## Problem
Return verbatim the line containing "Drop a pin on every instance of the eye pupil" together with all lines that follow it in the records, and no other material.

### The data

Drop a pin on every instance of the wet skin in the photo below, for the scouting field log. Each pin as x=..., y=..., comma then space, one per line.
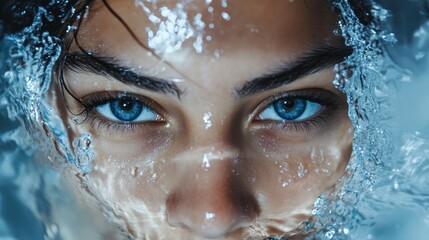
x=212, y=158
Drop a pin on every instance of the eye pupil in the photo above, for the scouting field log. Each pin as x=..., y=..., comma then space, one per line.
x=126, y=109
x=287, y=104
x=126, y=105
x=290, y=108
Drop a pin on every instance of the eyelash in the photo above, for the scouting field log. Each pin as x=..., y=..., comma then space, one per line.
x=326, y=99
x=97, y=121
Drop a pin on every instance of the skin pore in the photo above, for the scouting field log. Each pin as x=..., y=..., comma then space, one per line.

######

## Response below
Drop a pin on every instance of the eye pupil in the photo above, for the scouting field log. Each pin as x=..., y=..., comma then space, one per line.
x=126, y=109
x=287, y=104
x=126, y=105
x=290, y=108
Drop a pin on every instance of the eyelash in the photo above, for the scouting field log. Each pin as x=..., y=..., comma then space, one per line.
x=326, y=99
x=97, y=121
Drop a pin on every instance of the skin pore in the photo above, for the scouting field log. Each pin as x=..., y=..., comma then space, one per line.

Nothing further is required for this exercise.